-- Start DOCUMENT SEGMENT --

It’s hard to launch new Bollywood stars abroad, as confirmed by the opening weekend returns of Hero. During the weekend of September 11-13, 2015, Hero earned $57,407 from 52 US and Canadian theaters ($1,104 average).

The most direct comparison for the debuts of Sooraj “Son of Aditya” Pancholi and Athiya “Daughter of Suniel” Shetty is last year’s Heropanti, which launched Tiger “Son of Jackie” Shroff. Heropanti‘s launch was more modest, opening in just 20 theaters, from which it earned $31,556. Its $1,578 average is quite a bit better than Hero‘s, especially considering that Salman Khan was heavily involved in Hero‘s marketing.

The weekend’s other new release of note in the States, Meet the Patels, got off to a monstrous start. From five theaters, it earned $75,597, for a per-screen average of $15,119. It will expand into more theaters in the coming weeks.

Welcome Back‘s continued success reminds us that the reason there are so many sequels in Bollywood (and Hollywood) is because they make money. In its second weekend in North American theaters, the followup to 2007’s Welcome earned another $222,273 from 125 theaters ($1,778 average). Its total earnings of $1,234,179 rank it fifth for the year. Of the three Bollywood sequels to release here in 2015, ABCD 2 is presently the lowest ranked at sixth place.

-- End DOCUMENT SEGMENT --

PROBLEM DESCRIPTION
Translate this sentence from the box office report into Spanish: "During the weekend of September 11-13, 2015, Hero earned $57,407 from 52 US and Canadian theaters ($1,104 average)." The lines after this text are not needed.

-- Start DATA EXCERPTS --

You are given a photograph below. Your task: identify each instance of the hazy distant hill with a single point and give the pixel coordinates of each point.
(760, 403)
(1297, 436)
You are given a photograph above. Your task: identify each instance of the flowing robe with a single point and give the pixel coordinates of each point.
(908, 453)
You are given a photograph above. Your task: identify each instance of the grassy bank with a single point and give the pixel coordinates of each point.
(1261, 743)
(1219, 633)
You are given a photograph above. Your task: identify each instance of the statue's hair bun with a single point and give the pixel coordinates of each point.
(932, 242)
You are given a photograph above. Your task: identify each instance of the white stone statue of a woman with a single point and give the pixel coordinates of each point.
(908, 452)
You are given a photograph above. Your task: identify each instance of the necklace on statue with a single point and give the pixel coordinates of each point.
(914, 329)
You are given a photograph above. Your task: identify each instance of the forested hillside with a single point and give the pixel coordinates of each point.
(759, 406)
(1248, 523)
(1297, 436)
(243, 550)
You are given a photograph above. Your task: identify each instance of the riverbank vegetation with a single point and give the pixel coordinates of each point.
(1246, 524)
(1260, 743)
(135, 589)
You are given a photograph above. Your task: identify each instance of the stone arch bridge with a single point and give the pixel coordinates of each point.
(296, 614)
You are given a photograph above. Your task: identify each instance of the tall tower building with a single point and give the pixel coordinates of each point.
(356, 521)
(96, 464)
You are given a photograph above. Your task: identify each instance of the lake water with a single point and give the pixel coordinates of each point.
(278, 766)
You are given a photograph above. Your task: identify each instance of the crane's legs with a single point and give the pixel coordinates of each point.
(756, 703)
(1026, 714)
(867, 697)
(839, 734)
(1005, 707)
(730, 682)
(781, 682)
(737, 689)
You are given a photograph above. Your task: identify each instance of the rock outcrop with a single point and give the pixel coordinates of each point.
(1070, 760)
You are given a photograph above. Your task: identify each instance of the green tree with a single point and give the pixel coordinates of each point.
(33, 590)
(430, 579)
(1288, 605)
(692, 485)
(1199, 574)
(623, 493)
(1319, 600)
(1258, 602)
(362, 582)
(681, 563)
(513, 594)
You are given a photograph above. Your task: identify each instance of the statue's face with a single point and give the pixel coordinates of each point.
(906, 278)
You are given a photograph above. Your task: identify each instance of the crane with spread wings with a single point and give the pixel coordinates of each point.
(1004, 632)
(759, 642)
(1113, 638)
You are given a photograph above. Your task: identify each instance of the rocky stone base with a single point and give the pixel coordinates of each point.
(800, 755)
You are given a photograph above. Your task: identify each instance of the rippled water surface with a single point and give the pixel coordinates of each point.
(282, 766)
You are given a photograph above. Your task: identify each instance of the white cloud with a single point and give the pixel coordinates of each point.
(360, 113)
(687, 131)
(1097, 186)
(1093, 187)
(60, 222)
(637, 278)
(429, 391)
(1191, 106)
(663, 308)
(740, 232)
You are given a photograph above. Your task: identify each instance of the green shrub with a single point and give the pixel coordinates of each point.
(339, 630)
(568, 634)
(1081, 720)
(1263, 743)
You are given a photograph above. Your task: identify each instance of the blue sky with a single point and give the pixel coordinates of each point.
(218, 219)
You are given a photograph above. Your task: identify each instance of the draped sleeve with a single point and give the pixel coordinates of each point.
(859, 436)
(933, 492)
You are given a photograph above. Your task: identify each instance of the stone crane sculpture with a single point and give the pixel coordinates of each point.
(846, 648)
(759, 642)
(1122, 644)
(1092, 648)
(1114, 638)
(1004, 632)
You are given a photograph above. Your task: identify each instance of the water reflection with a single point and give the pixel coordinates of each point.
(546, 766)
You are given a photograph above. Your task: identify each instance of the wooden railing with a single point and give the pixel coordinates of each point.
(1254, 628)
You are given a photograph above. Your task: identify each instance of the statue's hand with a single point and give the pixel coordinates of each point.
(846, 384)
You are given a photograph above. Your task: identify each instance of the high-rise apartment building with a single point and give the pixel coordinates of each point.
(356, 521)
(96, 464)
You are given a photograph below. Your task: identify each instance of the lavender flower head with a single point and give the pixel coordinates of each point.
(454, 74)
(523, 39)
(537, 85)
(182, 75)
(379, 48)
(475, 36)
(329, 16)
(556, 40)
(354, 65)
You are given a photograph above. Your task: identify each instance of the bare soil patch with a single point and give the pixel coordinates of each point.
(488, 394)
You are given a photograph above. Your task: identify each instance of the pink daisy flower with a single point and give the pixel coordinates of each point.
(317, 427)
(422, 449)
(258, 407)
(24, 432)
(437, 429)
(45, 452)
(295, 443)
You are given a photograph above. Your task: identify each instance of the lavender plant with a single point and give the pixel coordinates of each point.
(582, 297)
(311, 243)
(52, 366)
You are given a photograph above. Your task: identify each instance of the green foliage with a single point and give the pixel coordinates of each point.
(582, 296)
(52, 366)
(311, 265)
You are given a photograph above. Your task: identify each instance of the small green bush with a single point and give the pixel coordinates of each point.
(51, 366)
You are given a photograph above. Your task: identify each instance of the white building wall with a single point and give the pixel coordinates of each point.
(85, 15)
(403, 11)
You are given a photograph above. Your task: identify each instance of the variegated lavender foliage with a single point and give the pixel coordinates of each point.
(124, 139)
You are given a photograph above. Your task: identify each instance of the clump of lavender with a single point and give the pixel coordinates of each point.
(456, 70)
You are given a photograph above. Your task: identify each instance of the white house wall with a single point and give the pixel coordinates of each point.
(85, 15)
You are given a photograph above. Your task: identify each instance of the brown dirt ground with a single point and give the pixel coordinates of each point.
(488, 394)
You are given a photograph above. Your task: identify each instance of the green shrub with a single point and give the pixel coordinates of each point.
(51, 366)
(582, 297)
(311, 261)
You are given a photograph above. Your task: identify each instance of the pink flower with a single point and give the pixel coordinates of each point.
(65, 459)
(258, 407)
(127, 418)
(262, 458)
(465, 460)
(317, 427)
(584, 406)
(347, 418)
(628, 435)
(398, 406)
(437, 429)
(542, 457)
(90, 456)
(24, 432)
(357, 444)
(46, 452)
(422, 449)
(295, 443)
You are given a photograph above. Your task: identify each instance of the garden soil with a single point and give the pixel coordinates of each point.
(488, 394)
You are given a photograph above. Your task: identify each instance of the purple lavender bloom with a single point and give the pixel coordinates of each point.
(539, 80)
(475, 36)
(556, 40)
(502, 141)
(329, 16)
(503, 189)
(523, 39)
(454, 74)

-- End DATA EXCERPTS --

WRITTEN SOLUTION
Durante el fin de semana del 11 al 13 de septiembre de 2015, Hero recaudó 57.407 dólares en 52 cines de Estados Unidos y Canadá (promedio de 1.104 dólares).